-- WORK INSTRUCTIONS --
Could you write out, word for word, each line from the one containing "x=145, y=376" to the last line of the data below, both included and nothing more?

[ENTRIES SHOWN Boundary: Start]

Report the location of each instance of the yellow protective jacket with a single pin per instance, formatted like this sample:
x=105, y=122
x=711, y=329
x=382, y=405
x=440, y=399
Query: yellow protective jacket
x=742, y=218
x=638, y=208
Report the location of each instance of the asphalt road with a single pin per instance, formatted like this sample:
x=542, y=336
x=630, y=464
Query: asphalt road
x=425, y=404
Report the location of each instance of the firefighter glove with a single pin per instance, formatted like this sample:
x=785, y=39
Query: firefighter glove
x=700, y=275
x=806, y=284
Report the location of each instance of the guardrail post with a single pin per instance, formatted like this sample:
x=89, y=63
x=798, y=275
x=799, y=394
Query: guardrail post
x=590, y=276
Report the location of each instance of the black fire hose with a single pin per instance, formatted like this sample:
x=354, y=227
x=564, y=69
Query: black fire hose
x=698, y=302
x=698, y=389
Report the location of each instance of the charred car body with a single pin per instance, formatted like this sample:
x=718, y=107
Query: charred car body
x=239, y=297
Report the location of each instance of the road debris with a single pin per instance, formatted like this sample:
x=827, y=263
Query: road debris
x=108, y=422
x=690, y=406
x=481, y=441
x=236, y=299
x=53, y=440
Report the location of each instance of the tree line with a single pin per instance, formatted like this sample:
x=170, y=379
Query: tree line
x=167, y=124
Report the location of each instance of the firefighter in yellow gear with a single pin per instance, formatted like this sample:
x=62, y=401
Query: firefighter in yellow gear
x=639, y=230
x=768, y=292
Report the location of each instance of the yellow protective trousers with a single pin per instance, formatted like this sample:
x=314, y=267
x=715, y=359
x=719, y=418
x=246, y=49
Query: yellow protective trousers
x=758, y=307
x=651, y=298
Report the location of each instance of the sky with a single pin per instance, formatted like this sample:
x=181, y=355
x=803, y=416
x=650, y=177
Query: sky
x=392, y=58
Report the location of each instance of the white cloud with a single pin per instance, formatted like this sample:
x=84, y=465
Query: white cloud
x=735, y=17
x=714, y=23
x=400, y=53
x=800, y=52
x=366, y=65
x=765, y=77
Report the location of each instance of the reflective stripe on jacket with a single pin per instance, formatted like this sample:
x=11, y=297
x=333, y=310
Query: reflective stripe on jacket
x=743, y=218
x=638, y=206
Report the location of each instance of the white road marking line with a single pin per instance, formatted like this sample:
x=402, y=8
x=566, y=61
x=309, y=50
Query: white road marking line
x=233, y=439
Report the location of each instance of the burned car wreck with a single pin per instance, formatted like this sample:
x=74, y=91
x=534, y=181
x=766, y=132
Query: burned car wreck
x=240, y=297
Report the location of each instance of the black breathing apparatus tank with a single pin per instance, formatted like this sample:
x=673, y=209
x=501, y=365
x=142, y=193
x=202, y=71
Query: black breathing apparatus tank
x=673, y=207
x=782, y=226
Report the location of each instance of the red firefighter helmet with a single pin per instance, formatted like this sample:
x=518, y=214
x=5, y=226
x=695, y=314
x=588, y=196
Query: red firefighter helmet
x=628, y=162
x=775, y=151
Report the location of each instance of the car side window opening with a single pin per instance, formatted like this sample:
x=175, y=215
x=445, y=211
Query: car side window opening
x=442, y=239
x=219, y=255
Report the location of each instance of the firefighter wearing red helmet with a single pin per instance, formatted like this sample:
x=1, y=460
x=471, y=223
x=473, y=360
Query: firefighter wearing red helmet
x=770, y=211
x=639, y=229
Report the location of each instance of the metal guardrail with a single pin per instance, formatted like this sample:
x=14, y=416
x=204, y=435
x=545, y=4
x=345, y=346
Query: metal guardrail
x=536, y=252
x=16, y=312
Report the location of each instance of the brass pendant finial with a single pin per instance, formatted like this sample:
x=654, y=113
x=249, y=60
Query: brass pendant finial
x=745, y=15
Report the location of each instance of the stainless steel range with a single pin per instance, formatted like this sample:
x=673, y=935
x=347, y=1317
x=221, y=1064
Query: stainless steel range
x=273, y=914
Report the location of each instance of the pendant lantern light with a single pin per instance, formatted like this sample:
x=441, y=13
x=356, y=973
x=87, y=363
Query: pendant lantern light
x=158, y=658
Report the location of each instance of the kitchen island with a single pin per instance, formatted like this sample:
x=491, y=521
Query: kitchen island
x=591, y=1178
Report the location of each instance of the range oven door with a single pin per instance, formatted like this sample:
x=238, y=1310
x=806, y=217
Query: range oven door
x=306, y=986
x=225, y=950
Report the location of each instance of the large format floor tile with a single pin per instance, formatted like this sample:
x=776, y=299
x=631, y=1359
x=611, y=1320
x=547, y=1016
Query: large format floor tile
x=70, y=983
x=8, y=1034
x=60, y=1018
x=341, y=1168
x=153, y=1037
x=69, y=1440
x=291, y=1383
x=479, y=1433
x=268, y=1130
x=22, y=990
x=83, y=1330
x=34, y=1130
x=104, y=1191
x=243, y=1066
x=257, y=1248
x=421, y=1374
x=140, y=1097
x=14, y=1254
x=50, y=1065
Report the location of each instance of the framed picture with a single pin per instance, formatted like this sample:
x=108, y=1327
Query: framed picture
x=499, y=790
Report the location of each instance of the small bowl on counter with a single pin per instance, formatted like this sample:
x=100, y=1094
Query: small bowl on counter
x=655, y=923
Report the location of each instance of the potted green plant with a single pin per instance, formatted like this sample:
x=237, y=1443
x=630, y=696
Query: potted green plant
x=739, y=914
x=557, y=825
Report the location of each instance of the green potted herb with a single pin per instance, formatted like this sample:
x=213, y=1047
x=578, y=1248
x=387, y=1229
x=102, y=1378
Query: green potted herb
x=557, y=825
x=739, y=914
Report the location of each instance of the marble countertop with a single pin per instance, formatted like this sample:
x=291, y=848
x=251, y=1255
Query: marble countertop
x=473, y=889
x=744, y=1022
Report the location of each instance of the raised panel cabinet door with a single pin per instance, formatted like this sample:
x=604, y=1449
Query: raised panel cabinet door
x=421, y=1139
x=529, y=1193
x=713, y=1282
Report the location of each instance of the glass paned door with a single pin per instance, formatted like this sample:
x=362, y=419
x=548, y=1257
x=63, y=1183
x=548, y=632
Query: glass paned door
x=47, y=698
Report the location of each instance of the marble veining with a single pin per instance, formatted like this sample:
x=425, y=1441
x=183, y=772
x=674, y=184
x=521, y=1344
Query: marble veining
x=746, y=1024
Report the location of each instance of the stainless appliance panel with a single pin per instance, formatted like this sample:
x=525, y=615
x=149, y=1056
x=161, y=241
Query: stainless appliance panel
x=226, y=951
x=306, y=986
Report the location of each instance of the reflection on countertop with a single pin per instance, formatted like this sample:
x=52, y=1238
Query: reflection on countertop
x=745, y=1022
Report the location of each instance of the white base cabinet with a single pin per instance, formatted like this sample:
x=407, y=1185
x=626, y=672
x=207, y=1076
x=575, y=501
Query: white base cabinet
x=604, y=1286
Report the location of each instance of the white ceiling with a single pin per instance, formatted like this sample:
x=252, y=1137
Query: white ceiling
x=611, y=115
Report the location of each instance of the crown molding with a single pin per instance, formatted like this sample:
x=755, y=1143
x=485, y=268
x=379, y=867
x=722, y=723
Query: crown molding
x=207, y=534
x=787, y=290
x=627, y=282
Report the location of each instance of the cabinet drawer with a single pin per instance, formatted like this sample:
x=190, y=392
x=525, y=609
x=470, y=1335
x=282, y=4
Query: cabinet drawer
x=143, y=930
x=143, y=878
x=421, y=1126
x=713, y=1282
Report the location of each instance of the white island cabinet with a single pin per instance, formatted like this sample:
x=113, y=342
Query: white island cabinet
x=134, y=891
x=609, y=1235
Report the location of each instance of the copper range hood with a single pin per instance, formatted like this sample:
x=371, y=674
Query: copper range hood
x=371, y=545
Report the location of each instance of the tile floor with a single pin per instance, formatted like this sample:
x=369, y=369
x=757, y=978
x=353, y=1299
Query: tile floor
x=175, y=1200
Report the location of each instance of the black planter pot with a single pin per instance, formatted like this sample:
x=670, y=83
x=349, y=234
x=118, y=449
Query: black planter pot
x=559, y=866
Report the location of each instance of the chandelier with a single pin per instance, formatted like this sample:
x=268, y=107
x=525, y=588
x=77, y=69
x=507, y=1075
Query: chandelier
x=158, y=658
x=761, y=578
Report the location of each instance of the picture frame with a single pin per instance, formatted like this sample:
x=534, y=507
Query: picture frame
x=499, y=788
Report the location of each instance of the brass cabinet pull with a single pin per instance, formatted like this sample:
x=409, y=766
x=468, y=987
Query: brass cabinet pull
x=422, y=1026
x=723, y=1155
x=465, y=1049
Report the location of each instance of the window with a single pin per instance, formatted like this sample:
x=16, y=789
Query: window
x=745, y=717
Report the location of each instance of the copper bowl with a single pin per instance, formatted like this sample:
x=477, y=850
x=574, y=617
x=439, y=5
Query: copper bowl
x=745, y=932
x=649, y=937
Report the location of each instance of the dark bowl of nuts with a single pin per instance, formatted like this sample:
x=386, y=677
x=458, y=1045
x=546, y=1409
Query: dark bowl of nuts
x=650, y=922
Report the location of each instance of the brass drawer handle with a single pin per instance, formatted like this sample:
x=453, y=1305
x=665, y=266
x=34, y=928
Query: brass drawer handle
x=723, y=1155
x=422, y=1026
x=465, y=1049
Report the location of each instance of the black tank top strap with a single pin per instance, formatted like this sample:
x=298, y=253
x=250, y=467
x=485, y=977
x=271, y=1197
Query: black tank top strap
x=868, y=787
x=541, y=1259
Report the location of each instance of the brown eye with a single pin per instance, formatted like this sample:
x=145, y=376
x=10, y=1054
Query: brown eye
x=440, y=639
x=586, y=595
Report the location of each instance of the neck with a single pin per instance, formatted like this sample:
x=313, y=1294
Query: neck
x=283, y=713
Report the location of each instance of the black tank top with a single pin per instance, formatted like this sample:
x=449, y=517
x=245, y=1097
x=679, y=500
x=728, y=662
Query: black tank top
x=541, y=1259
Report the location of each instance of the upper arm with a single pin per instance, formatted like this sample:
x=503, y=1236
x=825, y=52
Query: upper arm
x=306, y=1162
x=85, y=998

[ENTRIES SHOWN Boundary: End]

-- WRITTEN ANSWER --
x=145, y=376
x=10, y=1054
Query: brown eye
x=440, y=639
x=586, y=595
Report the location of each instance of the neck with a single pin per instance, formatted like this sample:
x=313, y=1294
Query: neck
x=283, y=713
Report the location of each instance of the black tank top with a single pin per instance, formatted like this sample:
x=449, y=517
x=245, y=1097
x=679, y=500
x=728, y=662
Query: black tank top
x=541, y=1259
Report the location of each instance of the upper arm with a single pin per instance, formatted like this sample:
x=503, y=1236
x=825, y=52
Query: upper arm
x=306, y=1162
x=85, y=998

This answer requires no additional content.